Output the line containing "the form (102,186);" and all subsequent lines of the listing below, copied exactly, with no other lines.

------ DATA SHOWN ------

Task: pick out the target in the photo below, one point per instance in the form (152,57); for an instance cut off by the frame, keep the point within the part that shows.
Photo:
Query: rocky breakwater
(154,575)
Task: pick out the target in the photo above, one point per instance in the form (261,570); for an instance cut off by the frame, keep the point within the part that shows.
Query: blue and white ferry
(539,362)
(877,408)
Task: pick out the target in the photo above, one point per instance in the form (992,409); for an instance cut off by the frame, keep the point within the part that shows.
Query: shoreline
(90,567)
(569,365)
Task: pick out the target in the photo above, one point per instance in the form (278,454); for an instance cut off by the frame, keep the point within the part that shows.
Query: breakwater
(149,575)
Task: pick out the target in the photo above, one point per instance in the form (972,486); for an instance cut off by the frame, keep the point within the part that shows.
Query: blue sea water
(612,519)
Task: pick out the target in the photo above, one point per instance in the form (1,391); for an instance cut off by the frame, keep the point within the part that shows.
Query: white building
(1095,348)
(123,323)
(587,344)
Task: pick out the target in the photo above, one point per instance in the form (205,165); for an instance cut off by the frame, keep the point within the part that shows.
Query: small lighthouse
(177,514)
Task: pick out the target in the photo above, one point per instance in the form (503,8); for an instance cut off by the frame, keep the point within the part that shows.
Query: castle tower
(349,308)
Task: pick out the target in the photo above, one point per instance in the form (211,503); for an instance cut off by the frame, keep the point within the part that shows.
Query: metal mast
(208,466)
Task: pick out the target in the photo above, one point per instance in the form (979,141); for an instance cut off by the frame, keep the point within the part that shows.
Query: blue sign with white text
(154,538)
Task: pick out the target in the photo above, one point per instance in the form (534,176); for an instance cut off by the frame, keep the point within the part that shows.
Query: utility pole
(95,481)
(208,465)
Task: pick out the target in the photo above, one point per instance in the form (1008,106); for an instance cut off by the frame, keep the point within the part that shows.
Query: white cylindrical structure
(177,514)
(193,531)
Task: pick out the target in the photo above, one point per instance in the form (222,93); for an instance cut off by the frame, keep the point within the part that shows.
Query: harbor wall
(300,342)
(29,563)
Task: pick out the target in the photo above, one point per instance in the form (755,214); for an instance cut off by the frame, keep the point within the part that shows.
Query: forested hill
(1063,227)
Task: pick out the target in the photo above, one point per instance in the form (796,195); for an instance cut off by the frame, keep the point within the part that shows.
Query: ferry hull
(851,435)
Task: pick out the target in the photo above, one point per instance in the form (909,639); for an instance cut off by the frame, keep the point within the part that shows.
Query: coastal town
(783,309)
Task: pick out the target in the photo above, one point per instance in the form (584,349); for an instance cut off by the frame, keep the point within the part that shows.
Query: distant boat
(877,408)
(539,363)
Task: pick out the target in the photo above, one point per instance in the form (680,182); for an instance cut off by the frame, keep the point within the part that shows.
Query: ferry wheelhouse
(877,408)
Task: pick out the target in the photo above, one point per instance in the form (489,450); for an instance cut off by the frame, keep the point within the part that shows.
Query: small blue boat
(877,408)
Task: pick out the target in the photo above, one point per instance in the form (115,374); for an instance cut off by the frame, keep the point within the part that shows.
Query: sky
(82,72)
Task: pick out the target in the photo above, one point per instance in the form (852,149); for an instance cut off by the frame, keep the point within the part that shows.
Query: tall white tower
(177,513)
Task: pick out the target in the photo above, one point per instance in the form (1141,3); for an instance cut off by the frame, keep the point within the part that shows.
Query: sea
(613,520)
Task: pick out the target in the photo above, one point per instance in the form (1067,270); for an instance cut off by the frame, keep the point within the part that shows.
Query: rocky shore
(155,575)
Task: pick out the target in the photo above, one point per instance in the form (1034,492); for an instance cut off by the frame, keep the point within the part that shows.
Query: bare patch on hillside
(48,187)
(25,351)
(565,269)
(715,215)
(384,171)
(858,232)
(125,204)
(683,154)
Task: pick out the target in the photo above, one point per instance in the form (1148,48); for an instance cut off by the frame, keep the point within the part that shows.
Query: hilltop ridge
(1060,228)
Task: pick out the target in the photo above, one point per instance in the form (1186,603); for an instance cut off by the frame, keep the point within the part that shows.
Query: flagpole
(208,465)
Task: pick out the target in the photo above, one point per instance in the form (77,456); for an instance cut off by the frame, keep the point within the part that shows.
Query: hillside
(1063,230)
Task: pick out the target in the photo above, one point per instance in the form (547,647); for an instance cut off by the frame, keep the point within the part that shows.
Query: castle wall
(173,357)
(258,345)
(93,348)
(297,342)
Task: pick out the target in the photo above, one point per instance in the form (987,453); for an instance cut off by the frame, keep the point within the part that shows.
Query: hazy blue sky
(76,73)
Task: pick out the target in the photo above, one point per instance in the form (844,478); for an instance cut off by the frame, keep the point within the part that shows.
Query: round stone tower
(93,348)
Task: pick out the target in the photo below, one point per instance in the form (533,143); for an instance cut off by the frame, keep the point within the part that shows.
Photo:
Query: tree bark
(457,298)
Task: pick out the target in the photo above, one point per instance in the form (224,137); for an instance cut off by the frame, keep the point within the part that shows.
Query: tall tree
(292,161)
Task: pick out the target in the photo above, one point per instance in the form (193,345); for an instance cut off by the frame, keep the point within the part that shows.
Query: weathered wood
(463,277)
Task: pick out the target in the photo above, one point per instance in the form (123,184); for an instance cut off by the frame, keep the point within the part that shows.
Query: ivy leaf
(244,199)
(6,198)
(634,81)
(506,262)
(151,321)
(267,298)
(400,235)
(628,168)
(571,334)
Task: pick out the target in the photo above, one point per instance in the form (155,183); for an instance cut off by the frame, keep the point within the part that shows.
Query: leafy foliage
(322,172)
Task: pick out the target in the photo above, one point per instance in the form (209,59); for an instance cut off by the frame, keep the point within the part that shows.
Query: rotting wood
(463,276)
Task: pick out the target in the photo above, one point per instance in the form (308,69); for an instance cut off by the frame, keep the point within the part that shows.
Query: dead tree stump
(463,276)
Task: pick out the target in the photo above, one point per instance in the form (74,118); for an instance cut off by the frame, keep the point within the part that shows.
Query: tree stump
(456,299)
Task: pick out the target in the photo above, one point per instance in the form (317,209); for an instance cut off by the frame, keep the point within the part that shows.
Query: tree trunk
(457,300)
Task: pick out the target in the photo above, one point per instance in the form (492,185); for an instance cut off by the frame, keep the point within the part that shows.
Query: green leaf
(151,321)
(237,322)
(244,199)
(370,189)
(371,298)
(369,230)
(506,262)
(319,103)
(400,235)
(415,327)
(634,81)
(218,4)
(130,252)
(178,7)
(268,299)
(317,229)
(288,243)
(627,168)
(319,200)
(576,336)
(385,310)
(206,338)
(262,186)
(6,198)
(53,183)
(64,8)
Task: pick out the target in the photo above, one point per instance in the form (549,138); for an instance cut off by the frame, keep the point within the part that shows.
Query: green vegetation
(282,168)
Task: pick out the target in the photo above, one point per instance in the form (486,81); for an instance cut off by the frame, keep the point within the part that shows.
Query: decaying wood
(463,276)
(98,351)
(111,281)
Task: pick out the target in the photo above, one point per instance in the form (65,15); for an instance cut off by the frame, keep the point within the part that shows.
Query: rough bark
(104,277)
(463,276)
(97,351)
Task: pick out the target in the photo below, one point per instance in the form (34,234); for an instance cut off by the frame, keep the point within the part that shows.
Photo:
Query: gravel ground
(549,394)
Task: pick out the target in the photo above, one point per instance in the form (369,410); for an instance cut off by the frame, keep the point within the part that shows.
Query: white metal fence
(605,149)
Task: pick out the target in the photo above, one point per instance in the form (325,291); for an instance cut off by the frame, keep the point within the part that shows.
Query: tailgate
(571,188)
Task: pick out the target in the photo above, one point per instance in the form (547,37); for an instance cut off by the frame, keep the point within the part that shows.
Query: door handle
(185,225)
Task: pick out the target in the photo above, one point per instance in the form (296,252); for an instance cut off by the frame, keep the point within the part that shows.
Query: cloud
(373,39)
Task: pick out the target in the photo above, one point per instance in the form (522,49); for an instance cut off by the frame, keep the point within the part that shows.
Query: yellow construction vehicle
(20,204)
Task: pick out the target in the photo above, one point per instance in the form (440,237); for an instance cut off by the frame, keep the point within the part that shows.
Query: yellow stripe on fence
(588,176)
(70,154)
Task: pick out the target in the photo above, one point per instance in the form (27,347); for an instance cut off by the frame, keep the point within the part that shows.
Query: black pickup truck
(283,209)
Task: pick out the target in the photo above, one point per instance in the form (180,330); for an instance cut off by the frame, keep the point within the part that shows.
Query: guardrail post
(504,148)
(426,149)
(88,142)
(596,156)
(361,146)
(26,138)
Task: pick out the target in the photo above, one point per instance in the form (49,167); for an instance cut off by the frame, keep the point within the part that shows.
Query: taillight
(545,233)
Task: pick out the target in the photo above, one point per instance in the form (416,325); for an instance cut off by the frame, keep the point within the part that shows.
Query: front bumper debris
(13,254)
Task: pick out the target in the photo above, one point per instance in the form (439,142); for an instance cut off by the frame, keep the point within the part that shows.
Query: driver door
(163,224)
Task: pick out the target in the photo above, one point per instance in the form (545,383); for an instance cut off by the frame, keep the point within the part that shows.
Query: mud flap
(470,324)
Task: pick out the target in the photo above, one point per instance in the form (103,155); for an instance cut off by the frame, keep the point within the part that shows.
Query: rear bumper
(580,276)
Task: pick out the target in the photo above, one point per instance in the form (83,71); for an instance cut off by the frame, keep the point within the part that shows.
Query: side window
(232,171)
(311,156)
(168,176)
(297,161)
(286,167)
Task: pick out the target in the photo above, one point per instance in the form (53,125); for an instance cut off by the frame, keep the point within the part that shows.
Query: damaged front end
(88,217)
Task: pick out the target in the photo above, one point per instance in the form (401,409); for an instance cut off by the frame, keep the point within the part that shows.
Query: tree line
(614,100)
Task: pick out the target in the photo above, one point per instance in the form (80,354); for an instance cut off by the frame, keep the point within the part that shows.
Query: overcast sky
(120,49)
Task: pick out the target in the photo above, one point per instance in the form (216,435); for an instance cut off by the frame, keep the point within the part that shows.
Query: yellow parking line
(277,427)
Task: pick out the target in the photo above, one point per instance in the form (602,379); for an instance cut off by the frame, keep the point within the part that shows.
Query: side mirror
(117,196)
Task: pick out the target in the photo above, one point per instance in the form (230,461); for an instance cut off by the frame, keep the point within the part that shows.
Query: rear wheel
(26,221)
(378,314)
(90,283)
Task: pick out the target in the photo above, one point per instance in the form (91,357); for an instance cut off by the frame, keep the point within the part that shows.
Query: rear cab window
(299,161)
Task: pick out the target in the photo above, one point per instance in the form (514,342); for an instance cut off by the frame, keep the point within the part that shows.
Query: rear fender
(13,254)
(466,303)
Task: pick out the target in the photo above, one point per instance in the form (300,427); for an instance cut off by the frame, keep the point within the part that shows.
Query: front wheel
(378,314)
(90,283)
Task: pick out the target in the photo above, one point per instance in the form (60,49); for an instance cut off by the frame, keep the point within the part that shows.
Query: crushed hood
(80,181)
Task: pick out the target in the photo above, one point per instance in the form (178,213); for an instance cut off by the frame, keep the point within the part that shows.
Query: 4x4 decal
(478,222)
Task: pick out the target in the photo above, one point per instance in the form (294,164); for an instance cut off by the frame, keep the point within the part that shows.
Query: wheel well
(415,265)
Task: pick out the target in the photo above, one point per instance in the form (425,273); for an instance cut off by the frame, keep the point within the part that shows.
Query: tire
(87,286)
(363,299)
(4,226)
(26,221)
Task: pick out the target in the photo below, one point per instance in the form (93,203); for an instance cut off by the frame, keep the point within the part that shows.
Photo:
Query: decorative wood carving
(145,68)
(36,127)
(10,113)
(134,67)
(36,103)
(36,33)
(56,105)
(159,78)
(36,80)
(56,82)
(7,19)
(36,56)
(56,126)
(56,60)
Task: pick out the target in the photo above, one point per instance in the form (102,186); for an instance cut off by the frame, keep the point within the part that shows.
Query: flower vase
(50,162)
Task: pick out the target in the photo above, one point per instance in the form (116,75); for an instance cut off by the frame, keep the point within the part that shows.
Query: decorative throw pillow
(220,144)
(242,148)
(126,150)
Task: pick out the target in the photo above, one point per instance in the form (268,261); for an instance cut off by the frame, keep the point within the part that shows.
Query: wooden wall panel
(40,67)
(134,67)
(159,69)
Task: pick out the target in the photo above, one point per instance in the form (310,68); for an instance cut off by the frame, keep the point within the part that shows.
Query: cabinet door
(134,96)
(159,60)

------

REPLY TO THE TASK:
Task: pick out the target in the photo above, one point per instance in the form (102,186); for an instance cut off by the frame, keep the point within the part that shows.
Query: flower vase
(50,162)
Task: pick out the target in the photo above, one point per instance in the form (116,75); for an instance cut off by the frame, keep the point within the part that shows.
Query: decorative throw pillow
(220,144)
(242,148)
(126,150)
Task: pick out the target in the photo above, one point per instance in the form (268,261); for an instance cut off by the frame, keep the point within the part that shows.
Query: wooden wall panel
(40,67)
(134,67)
(159,69)
Task: pick out the target in the photo above, one point per instance in the form (310,68); for an instance cut off by the frame, keep the point within the part that shows.
Query: cabinet door
(134,96)
(159,60)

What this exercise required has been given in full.